====== TEXT PROVIDED

EX-99.T3A(2)(104) 105 tm2421979d4_ext3a2-104.htm EXHIBIT 99.T3A(2)(104)

 

Exhibit T3A.2.104

 

  State of Delaware
  Secretary of State
  Division of Corporations
  Delivered 12:12 PM 10/20/2015
  FILED 12:12 PM 10/20/2015
  SR 20150568330 – File Number 5855461

 

CERTIFICATE OF INCORPORATION

 

OF

 

ENVISIONRX PUERTO RICO, INC.

 

FIRST:            The name of the Corporation is EnvisionRx Puerto Rico, Inc. (hereinafter the “Corporation”).

 

SECOND:      The address of the registered office of the Corporation in the State of Delaware is 1209 Orange Street, in the City of Wilmington, County of New Castle, 19801. The name of its registered agent at that address is The Corporation Trust Company.

 

THIRD:          The purpose of the Corporation is to engage in any lawful act or activity for which a corporation may be organized under the General Corporation Law of the State of Delaware as set forth in Title 8 of the Delaware Code (the “GCL”).

 

FOURTH:      The total number of shares of stock which the Corporation shall have authority to issue is one thousand (1,000) shares of Common Stock, each having a par value of one cent ($0.01).

 

FIFTH:           The name and mailing address of the Sole Incorporator is as follows:

 

Name   Address
Deborah M. Reusch   P.O. Box 636
    Wilmington, DE 19899

 

SIXTH:          The following provisions are inserted for the management of the business and the conduct of the affairs of the Corporation, and for further definition, limitation and regulation of the powers of the Corporation, of its directors, officers and stockholders:

 

(1)        The business and affairs of the Corporation shall be managed by or under the direction of the Board of Directors.

 

(2)        The directors shall have concurrent power with the stockholders to make, alter, amend, change, add to or repeal the by-laws of the Corporation.

 

(3)        The number of directors of the Corporation shall be initially as fixed by the Sole Incorporator, and thereafter, as from time to time fixed by, or in the manner provided in, the By-Laws of the Corporation. Election of directors need not be by written ballot unless the By-Laws so provide.

============
====== STORED DATA

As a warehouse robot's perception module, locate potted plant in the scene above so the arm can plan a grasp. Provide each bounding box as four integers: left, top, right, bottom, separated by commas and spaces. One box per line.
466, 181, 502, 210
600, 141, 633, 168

============

» SHORT TASK
Write the next part of the certificate of incorporation of EnvisionRx Puerto Rico, Inc., picking up after its last provision on directors.

» OUTPUT OF THE TASK
(4)        No director shall be personally liable to the Corporation or any of its stockholders for monetary damages for breach of fiduciary duty as a director, except for liability (i) for any breach of the director's duty of loyalty to the Corporation or its stockholders, (ii) for acts or omissions not in good faith or which involve intentional misconduct or a knowing violation of law, (iii) pursuant to Section 174 of the GCL or (iv) for any transaction from which the director derived an improper personal benefit. Any repeal or modification of this Article SIXTH by the stockholders of the Corporation shall not adversely affect any right or protection of a director of the Corporation existing at the time of such repeal or modification with respect to acts or omissions occurring prior to such repeal or modification.

 

(5)        In addition to the powers and authority hereinbefore or by statute expressly conferred upon them, the directors are hereby empowered to exercise all such powers and do all such acts and things as may be exercised or done by the Corporation, subject, nevertheless, to the provisions of the GCL, this Certificate of Incorporation, and any by-laws adopted by the stockholders; provided, however, that no by-laws hereafter adopted by the stockholders shall invalidate any prior act of the directors which would have been valid if such by-laws had not been adopted.

 

SEVENTH:    Meetings of stockholders may be held within or without the State of Delaware, as the By-Laws may provide. The books of the Corporation may be kept (subject to any provision contained in the GCL) outside the State of Delaware at such place or places as may be designated from time to time by the Board of Directors or in the By-Laws of the Corporation.

 

EIGHTH:       The Corporation reserves the right to amend, alter, change or repeal any provision contained in this Certificate of Incorporation, in the manner now or hereafter prescribed by statute, and all rights conferred upon stockholders herein are granted subject to this reservation.

 

2

 

 

I, THE UNDERSIGNED, being the Sole Incorporator hereinbefore named, for the purpose of forming a corporation pursuant to the GCL, do make this Certificate, hereby declaring and certifying that this is my act and deed and the facts herein stated are true, and accordingly have hereunto set my hand this 20th day of October, 2015.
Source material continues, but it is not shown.